Would you retype exactly the lines below, starting with the one that has "tag the paved" and going on through the one that has "Query: paved stone floor", with no pictures and nothing else?

++++ GIVEN DATA ++++

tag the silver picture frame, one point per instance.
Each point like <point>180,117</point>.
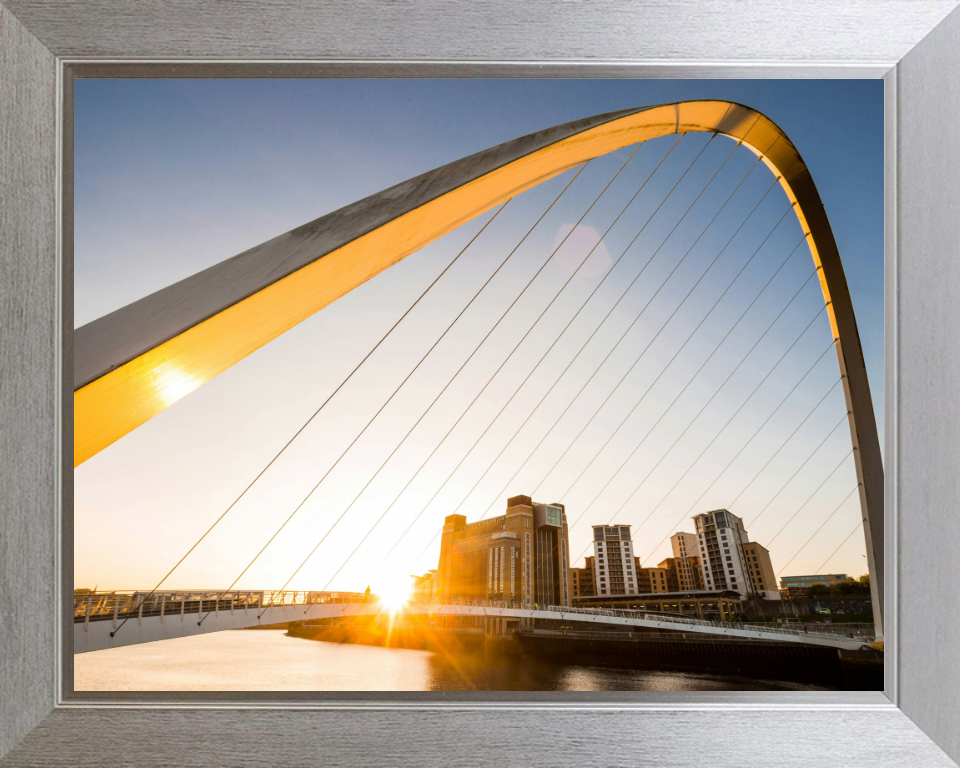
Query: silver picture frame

++++
++++ GIVEN DATA ++++

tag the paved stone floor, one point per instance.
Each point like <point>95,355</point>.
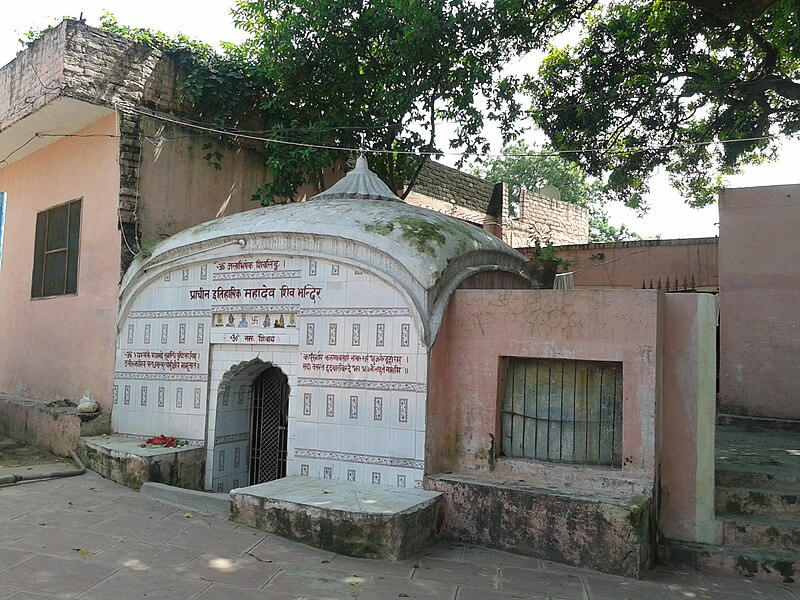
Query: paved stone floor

++++

RESPONSE BOX:
tag the paved stone floor, one point per instance.
Each point like <point>95,355</point>.
Query: paved stone floor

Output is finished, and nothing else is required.